_TEXT SEGMENT_
Significance
In the field of medicine, an implant is deemed to have failed if it fails to meet the claims of its manufacturer or the health care provider involved in its installation. Basically, implant failure can have any number of causes that may be mechanical, physical, chemical or biological. At present, mechanically assisted crevice corrosion (MACC) has been associated with implant failure in vivo and is a serious concern in numerous metallic implant systems. For instance, stainless steel medical devices may be subjected to fretting and crevice corrosion in the human body as are titanium and CoCrMo alloys due to the presence of a passive oxide film on their surface. At present, AISI 316L stainless steel has been widely used as a metallic biomaterial for orthopaedic, spinal, dental and cardiovascular implants. Consequently, crevice corrosion has been a serious concern for stainless steel implants.
One mechanism of MACC that has not been clearly identified and studied is fretting-initiated crevice corrosion (FICC) of stainless steel where an initial fretting event can initiate a rapid propagating crevice corrosion process even when fretting has ceased. In fact, a review of published work reveals that no systematic study has been conducted to investigate the mechanism of fretting initiated-crevice corrosion. On this account, researchers from the Clemson – MUSC Bioengineering Program, Department of Bioengineering, Clemson University and the Medical University of South Carolina: Dr. Yangping Liu (postdoctoral fellow), Dongkai Zhu, David Pierre and led by Professor Jeremy Gilbert proposed to investigate FICC behavior of stainless steel in physiologically representative saline solution in an in vitro pin-on-disk fretting corrosion model. Their work is currently published in the research journal, Acta Biomaterialia.
To begin with, the voltage-dependent fretting corrosion behavior of stainless steel pins in contact with stainless steel disks immersed in a physiologically representative phosphate buffered saline was studied. Fretting corrosion experiments were conducted with the goal being to understand both the mechanical and electrochemical conditions needed for FICC using a customized pin-on-disk fretting corrosion system. The team used a customized 2-D pin-on-disk fretting corrosion system, interfaced with a digital optical microscope to directly observe, in real time, the surface contact geometry and corrosion product generation during fretting and crevice corrosion.
The authors observed that crevice corrosion could be induced by fretting at potentials as low as −100 mV. To be specific, the researchers established that below −100 mV, there was no FICC, but rather fretting corrosion stopped immediately after fretting ceased and returned to a stable baseline current. On the contrary, metastable FICC was shown at potentials between −100 mV and 0 mV, when the crevice corrosion current gradually decreased over several seconds or longer after fretting ceased. Self-sustained, unstable crevice corrosion started at 50 mV, where prior to fretting the currents were low, and after just a few cycles of fretting the crevice current rose rapidly and continued to increase after fretting stopped.
In summary, the study demonstrated the process of fretting-initiated crevice corrosion in 316L stainless steel in simulated physiological solution of phosphate buffered saline. Overall, the results demonstrated that fretting initiated crevice corrosion may affect the performance of stainless steel in vivo. In a statement to Advances in Engineering, Professor Jeremy Gilbert explained that their findings clearly established the fundamental differences between the FICC mechanism and conventional crevice corrosion theory, showing that fretting can play a significant role in the initiation of crevice corrosion of stainless steel.
Reference
Yangping Liu, Dongkai Zhu, David Pierre, Jeremy L. Gilbert. Fretting initiated crevice corrosion of 316LVM stainless steel in physiological phosphate buffered saline: Potential and cycles to initiation. Acta Biomaterialia, volume 97 (2019) page 565–577.

_YOUR ASSIGNMENT_
Copy the passage of the stainless steel corrosion article from "The authors observed" up to and including "after fretting stopped.", switching "metastable" to "transient".

_DATA UNDER STUDY_
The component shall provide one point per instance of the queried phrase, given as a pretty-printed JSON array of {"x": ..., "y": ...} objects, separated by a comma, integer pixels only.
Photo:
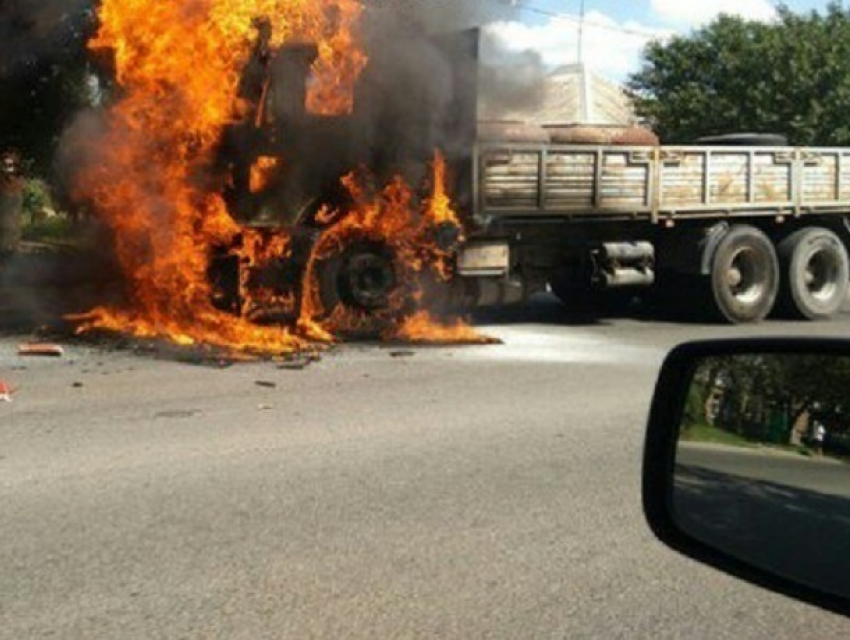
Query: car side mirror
[{"x": 747, "y": 463}]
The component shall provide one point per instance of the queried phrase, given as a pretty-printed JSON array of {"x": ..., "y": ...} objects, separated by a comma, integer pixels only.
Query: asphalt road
[{"x": 458, "y": 492}]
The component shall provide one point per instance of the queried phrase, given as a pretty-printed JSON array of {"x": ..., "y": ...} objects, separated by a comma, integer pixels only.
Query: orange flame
[{"x": 179, "y": 66}]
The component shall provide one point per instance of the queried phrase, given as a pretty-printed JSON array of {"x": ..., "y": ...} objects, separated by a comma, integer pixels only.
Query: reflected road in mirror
[{"x": 761, "y": 472}]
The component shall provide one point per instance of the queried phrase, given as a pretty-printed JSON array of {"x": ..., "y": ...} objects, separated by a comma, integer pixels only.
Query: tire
[
  {"x": 745, "y": 140},
  {"x": 744, "y": 279},
  {"x": 361, "y": 278},
  {"x": 815, "y": 274}
]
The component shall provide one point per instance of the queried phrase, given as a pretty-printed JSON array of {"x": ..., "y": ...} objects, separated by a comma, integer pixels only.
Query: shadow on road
[
  {"x": 793, "y": 532},
  {"x": 546, "y": 309}
]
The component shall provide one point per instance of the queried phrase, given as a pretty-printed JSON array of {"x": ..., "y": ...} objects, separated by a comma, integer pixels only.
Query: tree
[
  {"x": 44, "y": 74},
  {"x": 791, "y": 77}
]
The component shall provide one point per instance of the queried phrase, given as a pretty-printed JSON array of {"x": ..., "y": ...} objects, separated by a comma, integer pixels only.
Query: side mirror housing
[{"x": 747, "y": 463}]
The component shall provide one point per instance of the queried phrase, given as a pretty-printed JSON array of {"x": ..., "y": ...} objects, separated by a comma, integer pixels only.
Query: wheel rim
[
  {"x": 367, "y": 280},
  {"x": 821, "y": 276},
  {"x": 746, "y": 276}
]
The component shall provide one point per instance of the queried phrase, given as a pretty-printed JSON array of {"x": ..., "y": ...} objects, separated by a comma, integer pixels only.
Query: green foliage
[
  {"x": 36, "y": 198},
  {"x": 790, "y": 77},
  {"x": 700, "y": 432},
  {"x": 763, "y": 395}
]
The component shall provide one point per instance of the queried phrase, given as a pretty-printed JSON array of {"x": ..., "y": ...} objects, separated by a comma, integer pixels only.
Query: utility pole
[{"x": 581, "y": 34}]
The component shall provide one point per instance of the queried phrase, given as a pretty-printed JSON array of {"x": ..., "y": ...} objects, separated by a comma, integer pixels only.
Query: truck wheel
[
  {"x": 744, "y": 275},
  {"x": 361, "y": 278},
  {"x": 815, "y": 270}
]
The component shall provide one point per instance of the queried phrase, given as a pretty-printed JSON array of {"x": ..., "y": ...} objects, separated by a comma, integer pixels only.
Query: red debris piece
[
  {"x": 35, "y": 349},
  {"x": 6, "y": 391}
]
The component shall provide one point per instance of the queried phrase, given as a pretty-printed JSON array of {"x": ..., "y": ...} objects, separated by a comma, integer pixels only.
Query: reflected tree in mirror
[{"x": 763, "y": 464}]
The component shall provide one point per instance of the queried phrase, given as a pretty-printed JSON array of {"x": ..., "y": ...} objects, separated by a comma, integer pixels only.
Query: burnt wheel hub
[{"x": 367, "y": 280}]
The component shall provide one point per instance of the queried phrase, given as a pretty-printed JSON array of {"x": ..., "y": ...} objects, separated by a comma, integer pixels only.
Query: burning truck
[{"x": 269, "y": 181}]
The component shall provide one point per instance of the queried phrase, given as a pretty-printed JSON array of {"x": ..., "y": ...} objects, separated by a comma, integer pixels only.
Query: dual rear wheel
[{"x": 805, "y": 276}]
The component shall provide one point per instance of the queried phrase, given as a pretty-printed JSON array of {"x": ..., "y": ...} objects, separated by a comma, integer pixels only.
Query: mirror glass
[{"x": 762, "y": 467}]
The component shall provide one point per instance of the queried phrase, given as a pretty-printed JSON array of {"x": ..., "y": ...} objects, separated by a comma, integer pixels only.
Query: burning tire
[
  {"x": 744, "y": 277},
  {"x": 815, "y": 270},
  {"x": 359, "y": 289}
]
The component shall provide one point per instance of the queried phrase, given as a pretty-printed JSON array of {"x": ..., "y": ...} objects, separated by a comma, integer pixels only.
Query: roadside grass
[{"x": 707, "y": 433}]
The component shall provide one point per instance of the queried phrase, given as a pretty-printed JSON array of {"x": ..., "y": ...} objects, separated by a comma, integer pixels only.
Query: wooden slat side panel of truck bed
[{"x": 659, "y": 183}]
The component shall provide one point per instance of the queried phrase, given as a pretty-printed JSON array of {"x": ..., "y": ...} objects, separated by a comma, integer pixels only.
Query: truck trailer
[{"x": 737, "y": 227}]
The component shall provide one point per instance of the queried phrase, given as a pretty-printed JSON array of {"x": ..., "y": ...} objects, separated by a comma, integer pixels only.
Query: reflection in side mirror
[
  {"x": 762, "y": 466},
  {"x": 747, "y": 462}
]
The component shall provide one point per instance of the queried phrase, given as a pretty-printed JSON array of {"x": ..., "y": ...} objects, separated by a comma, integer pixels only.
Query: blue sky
[{"x": 616, "y": 31}]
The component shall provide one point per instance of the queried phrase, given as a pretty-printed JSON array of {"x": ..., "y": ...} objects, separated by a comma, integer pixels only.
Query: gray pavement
[{"x": 459, "y": 492}]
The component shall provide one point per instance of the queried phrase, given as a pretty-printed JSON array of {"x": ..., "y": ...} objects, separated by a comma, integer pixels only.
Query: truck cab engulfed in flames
[{"x": 293, "y": 174}]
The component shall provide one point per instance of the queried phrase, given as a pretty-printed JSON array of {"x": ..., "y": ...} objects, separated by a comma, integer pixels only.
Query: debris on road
[
  {"x": 6, "y": 391},
  {"x": 41, "y": 349}
]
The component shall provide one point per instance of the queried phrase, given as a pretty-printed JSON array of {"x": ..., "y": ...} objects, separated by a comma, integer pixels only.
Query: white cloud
[
  {"x": 611, "y": 48},
  {"x": 683, "y": 13}
]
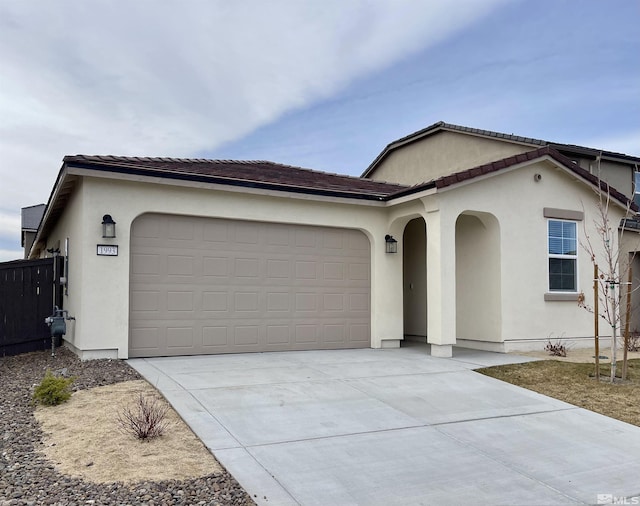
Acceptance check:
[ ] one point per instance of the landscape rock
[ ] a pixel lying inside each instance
(28, 478)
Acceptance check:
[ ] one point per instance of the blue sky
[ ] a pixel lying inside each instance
(324, 85)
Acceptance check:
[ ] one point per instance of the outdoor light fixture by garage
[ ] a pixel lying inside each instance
(108, 227)
(391, 244)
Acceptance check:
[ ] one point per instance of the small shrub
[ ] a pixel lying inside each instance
(52, 390)
(556, 349)
(146, 419)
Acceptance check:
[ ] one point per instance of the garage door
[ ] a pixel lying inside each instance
(204, 286)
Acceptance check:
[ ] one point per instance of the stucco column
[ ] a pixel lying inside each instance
(386, 290)
(441, 283)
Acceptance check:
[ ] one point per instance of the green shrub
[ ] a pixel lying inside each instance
(52, 390)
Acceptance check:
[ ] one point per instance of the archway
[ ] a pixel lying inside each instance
(414, 280)
(478, 279)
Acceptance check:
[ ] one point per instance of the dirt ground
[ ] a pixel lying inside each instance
(581, 355)
(83, 439)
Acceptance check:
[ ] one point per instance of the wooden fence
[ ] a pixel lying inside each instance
(28, 291)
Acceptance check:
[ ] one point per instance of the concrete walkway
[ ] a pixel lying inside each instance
(395, 427)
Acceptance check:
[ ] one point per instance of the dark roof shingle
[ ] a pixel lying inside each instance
(498, 165)
(252, 173)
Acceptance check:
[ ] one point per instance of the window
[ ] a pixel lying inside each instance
(563, 256)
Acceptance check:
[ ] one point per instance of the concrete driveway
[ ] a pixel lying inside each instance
(395, 427)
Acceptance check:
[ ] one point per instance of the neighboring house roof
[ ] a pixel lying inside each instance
(442, 126)
(272, 176)
(31, 217)
(488, 168)
(253, 173)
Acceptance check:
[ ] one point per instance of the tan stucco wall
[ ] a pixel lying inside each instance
(517, 202)
(478, 278)
(104, 281)
(442, 154)
(508, 204)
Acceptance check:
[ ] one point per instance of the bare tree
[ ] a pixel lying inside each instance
(612, 270)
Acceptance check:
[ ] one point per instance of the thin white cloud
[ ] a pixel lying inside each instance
(627, 142)
(7, 255)
(175, 78)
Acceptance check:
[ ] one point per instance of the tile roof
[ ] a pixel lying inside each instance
(488, 168)
(441, 125)
(252, 173)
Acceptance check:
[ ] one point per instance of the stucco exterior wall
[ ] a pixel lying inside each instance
(442, 154)
(517, 201)
(103, 284)
(71, 225)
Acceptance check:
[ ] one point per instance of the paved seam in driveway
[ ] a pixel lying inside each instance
(395, 427)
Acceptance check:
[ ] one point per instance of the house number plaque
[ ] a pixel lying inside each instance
(110, 250)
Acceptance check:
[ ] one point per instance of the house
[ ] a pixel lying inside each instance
(31, 217)
(169, 256)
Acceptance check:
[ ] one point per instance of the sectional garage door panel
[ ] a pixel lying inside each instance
(205, 286)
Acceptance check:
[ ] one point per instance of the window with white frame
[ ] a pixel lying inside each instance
(563, 256)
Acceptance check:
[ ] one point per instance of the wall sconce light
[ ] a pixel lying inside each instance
(391, 245)
(108, 227)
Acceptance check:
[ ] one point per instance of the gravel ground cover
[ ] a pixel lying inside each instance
(28, 478)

_RESPONSE TO THIS TASK_
The authors observed that crevice corrosion could be induced by fretting at potentials as low as −100 mV. To be specific, the researchers established that below −100 mV, there was no FICC, but rather fretting corrosion stopped immediately after fretting ceased and returned to a stable baseline current. On the contrary, transient FICC was shown at potentials between −100 mV and 0 mV, when the crevice corrosion current gradually decreased over several seconds or longer after fretting ceased. Self-sustained, unstable crevice corrosion started at 50 mV, where prior to fretting the currents were low, and after just a few cycles of fretting the crevice current rose rapidly and continued to increase after fretting stopped.